* Set of tasks
#1 Change the Torpedo Factory performance announcement: reproduce it starting with "Performance Start Time: 1pm" and going on through "objectives of capitalism.", putting "Evening Program" wherever "Late Shift" appears.
#2 Go on with the Torpedo Factory performance announcement, picking up after its last sentence.

Passage to read Block Start

Performance artist Erin Devine debuts a new work in response to the 100th anniversary of the groundbreaking of the Torpedo Factory. Titled “Contrab(r)and” this piece focuses on the tragic story of slavery and capitalism during the age of war.
Beginning earlier today, the artist drags a crate for a total of 4500 yards — the launch range of the torpedoes made at the factory. Viewers are invited to assist the artist in the completion of this memorializing act.
Performance Start Time: 1pm
Please note that this performance will begin in the early afternoon, and will continue on through the entirety of the Late Shift later that evening for the course of an estimated nine hours.
Part of the Art Center’s Late Shift: 100 (7-10pm)
From Erin Devine’s Proposal and Artist Statement:
The site of the Torpedo Factory in Alexandria has a long and complex story. This performance reflects on Alexandria’s intersecting histories of slavery and the manufacturing of weapons, both of which are arguably unified by the objectives of capitalism.
During the Civil War, thousands of slaves made their way to Union-occupied Alexandria for sanctuary. To avoid violation of the Fugitive Slave Act of 1850, and to safe keep against their concern that slaves would be used militarily against them, the Union Army held them as “contraband.” This defined these refugees as a supply gained through war and therefore rightful to withhold from use, while also emphasizing their status as property.
In 1918, along the same banks of the Potomac River where the escaped slaves had camped in shanty towns riddled with disease, the Torpedo Factory was built to sell armaments to the allies fighting in World War I. The torpedoes were designed to span a range of 4500 yards. It is estimated that 10,000 torpedoes were manufactured, for both World Wars, and sunk an estimated 1500 ships.

Passage to read Block End
Record excerpts Block Start

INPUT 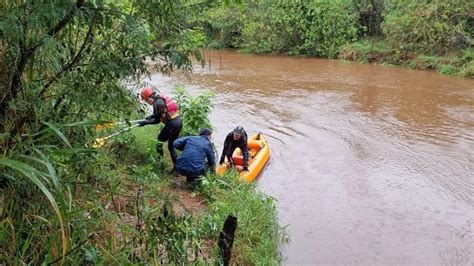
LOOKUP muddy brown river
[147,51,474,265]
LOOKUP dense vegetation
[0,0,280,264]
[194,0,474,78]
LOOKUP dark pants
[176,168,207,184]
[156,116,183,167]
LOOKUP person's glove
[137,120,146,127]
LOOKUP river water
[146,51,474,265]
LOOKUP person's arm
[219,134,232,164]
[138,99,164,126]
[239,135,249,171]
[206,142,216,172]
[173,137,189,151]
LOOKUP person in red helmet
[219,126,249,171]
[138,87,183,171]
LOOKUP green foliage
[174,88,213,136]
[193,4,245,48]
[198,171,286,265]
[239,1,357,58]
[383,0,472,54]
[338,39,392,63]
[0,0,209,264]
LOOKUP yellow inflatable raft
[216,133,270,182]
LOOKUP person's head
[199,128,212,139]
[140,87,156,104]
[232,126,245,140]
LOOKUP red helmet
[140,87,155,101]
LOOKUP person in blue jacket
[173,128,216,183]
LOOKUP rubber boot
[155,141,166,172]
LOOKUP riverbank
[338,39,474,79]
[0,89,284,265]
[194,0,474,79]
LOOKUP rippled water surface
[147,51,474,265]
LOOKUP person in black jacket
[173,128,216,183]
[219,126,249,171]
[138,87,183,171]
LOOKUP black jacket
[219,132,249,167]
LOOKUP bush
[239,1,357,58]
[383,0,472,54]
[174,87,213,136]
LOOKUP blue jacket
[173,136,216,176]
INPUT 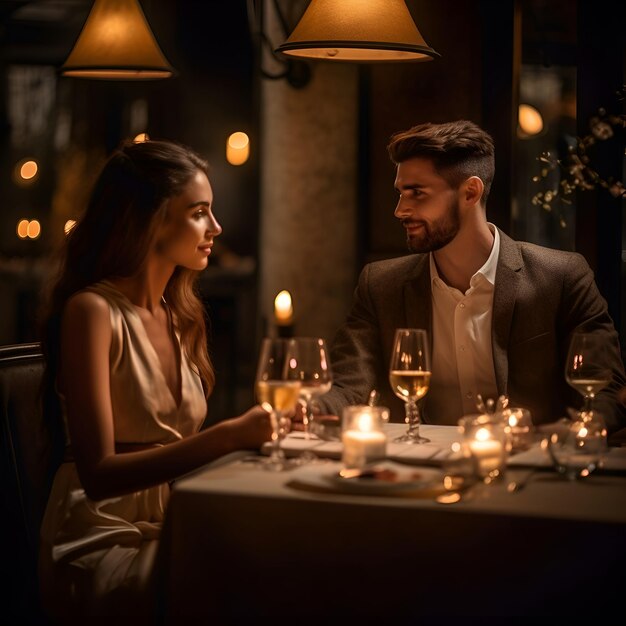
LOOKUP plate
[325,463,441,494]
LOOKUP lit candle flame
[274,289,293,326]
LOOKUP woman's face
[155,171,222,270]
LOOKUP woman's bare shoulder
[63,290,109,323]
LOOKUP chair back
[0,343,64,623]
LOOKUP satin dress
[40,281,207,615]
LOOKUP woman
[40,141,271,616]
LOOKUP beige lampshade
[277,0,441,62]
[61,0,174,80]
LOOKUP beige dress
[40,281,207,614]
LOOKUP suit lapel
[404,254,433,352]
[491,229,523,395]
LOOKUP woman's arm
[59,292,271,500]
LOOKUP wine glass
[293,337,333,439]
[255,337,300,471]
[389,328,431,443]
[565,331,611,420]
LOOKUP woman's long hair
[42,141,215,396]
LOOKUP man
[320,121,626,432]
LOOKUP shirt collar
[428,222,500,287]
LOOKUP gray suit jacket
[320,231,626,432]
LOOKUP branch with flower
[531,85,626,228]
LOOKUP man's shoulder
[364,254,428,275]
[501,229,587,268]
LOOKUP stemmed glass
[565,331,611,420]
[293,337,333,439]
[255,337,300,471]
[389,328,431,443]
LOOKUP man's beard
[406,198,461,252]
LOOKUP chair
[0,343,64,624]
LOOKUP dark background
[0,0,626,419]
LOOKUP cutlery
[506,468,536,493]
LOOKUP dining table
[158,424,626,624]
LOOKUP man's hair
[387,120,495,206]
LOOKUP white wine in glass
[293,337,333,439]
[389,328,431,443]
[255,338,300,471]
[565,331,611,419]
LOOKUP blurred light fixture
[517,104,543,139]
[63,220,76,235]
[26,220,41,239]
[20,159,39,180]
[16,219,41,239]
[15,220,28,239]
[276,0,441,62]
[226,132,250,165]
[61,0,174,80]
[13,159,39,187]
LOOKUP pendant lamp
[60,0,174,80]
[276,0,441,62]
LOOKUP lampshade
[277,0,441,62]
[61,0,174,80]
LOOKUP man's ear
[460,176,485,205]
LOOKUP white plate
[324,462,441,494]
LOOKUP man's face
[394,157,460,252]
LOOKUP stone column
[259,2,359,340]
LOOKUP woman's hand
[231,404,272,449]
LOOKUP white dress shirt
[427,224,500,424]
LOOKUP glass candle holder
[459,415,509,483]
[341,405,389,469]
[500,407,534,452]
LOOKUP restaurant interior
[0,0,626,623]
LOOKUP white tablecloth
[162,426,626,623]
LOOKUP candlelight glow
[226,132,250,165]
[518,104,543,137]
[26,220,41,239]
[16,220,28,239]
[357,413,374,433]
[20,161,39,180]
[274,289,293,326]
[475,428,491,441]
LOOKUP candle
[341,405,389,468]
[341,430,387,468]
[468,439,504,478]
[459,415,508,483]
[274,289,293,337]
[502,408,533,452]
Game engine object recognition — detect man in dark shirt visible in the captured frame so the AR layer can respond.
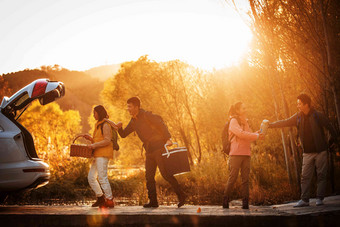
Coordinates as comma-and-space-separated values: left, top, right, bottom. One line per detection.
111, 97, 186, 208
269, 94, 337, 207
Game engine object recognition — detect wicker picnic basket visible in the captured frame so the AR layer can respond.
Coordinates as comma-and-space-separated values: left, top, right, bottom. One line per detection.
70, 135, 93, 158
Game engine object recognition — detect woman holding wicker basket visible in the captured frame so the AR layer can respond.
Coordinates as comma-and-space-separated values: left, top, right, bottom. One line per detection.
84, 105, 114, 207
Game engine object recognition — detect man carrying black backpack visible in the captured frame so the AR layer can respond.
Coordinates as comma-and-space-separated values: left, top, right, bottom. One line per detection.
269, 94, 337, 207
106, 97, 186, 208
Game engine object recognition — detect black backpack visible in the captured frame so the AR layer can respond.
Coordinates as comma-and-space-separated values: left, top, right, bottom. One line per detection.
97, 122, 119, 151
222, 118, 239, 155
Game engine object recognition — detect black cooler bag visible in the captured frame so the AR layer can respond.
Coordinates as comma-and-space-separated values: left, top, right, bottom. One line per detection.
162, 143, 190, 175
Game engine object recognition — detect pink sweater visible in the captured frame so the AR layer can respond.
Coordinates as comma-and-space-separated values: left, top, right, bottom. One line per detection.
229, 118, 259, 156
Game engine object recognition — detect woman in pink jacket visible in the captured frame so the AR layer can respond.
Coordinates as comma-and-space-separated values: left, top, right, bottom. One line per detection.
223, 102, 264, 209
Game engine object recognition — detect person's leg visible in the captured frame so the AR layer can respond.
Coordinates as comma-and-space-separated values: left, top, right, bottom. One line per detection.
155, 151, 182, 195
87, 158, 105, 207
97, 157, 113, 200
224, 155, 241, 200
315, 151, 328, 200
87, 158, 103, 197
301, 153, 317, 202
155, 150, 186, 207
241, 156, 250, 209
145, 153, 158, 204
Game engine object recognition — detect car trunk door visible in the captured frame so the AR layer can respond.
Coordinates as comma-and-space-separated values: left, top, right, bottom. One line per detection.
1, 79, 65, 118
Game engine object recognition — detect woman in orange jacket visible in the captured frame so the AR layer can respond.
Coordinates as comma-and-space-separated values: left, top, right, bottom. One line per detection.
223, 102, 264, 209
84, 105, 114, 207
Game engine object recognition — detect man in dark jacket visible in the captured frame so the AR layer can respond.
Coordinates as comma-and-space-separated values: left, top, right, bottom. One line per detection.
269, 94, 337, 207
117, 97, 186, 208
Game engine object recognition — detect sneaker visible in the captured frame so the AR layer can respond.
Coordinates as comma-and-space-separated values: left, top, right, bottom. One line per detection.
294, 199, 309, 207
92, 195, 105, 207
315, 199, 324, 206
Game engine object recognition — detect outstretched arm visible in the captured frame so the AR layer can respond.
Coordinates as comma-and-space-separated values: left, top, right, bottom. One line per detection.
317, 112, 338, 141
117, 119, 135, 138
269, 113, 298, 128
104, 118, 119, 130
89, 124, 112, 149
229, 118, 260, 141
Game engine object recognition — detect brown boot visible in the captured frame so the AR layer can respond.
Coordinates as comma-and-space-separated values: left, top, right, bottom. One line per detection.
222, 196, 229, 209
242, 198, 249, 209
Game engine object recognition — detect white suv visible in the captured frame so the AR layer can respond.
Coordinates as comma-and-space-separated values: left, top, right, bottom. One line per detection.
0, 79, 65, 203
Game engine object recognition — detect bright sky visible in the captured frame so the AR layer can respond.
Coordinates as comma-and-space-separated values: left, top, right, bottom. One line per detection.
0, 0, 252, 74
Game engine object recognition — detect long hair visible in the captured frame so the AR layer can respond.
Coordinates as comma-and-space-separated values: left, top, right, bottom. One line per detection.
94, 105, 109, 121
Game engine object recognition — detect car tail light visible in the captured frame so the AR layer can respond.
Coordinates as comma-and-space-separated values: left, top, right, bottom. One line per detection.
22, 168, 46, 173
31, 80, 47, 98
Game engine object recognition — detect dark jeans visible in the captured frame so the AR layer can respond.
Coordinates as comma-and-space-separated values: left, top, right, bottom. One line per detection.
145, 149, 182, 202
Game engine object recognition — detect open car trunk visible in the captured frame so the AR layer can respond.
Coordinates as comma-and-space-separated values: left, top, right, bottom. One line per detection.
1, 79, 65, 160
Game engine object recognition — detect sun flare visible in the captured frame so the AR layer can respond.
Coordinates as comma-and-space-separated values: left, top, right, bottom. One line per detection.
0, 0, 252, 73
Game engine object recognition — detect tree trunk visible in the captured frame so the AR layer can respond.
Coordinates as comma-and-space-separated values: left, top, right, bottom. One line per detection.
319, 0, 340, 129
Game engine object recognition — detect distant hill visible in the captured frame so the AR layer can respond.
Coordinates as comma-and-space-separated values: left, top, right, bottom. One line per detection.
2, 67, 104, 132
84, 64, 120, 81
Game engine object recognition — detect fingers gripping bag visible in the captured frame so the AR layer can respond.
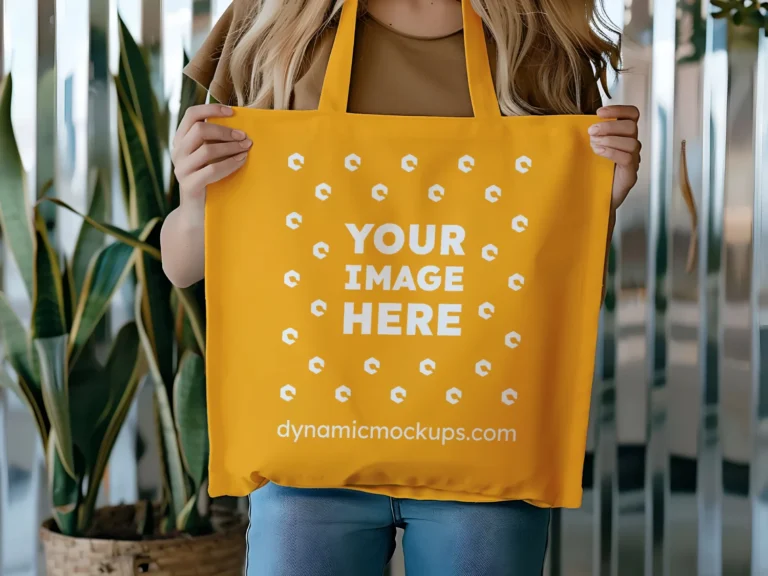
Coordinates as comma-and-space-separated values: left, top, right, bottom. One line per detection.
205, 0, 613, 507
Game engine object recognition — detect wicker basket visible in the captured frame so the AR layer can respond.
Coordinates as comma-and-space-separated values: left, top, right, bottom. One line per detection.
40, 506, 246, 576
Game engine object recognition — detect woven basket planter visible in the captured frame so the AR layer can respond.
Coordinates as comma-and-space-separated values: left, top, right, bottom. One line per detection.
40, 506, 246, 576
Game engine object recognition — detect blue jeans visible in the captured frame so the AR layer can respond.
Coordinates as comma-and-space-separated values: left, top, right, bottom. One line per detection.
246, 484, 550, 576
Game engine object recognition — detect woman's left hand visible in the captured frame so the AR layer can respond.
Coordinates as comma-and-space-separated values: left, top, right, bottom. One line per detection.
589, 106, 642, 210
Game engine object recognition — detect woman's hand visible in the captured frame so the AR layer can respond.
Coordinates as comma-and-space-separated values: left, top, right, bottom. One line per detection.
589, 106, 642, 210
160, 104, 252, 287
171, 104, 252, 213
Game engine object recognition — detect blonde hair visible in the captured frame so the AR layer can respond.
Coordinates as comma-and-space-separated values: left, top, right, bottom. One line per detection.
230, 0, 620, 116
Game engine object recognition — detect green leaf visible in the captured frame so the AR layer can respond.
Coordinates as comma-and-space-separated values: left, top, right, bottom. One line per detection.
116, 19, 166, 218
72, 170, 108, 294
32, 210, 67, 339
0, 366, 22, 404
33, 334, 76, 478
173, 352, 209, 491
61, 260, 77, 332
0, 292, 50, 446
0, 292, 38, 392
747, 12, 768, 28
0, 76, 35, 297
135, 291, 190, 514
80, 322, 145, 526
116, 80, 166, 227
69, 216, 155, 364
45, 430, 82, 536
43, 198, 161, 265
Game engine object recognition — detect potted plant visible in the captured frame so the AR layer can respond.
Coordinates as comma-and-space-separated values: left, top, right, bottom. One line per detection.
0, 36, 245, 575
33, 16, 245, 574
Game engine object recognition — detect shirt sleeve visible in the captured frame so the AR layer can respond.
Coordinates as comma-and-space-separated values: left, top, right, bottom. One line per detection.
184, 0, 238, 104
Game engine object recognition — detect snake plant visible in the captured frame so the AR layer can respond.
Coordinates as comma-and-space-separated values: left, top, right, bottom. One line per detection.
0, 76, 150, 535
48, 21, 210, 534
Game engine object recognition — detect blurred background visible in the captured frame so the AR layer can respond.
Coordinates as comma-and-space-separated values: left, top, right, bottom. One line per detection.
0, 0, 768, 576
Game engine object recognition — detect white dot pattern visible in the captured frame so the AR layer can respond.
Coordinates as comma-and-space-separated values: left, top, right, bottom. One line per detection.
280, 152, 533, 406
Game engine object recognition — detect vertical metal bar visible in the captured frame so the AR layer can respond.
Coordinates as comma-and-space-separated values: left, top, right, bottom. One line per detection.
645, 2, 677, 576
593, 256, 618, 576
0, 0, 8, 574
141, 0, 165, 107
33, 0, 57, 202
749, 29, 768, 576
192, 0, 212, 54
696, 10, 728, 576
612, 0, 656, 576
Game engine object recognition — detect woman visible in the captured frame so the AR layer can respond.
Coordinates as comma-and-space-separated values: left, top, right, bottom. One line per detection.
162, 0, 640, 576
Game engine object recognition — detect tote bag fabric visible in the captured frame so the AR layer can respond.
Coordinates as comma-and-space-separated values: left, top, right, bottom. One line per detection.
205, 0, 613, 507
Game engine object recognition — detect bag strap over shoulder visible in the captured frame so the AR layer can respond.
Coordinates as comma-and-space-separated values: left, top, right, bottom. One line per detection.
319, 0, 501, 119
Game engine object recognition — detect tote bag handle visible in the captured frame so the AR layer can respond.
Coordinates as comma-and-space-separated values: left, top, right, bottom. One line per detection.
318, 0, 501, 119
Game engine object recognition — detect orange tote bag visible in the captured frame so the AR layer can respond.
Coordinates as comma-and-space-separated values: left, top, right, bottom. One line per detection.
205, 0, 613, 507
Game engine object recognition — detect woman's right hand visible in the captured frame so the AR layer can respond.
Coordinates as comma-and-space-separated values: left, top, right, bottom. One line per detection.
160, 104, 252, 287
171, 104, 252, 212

Record excerpts Block End

* Answers provided
#1
Performance Start Time: 1pm
Please note that this performance will begin in the early afternoon, and will continue on through the entirety of the Evening Program later that evening for the course of an estimated nine hours.
Part of the Art Center’s Evening Program: 100 (7-10pm)
From Erin Devine’s Proposal and Artist Statement:
The site of the Torpedo Factory in Alexandria has a long and complex story. This performance reflects on Alexandria’s intersecting histories of slavery and the manufacturing of weapons, both of which are arguably unified by the objectives of capitalism.

#2
The lives lost as a result of slavery, and those who were killed at sea by the torpedoes made here, are inestimable and ultimately the casualties of man’s insatiable desire for dominance and resources. To mark a memorium, for a total of 4500 yards the artist drags a crate of rock and detritus — suggestive of the scuttled ships and “fill in” (wooden crates filled with debris) that make the framework of banked out land where the factory sits.
The sound element includes the seismic recordings from submarines, in sync with projections of historic photos from Alexandria’s public archives. The artist’s performance co-recognizes the relationship between war and capitalism and, in its simplicity and duration, pays tribute to their casualties and celebrates the transformation of the factory into a center for art in 1970.
About Erin Devine
Erin Devine is an artist, writer, curator, and educator based in Alexandria. Her performance work has been commissioned for the Cité Internationale des Artes in Paris, Art All Night DC, Pittsburgh International Performance Art Festival, and the Venice International Performance Art Week. She is a contributor to Washington City Paper and Woman’s Art Journal. Devine’s next curatorial project, (In)Justice Systems, will open at the Brentwood Arts Exchange in March.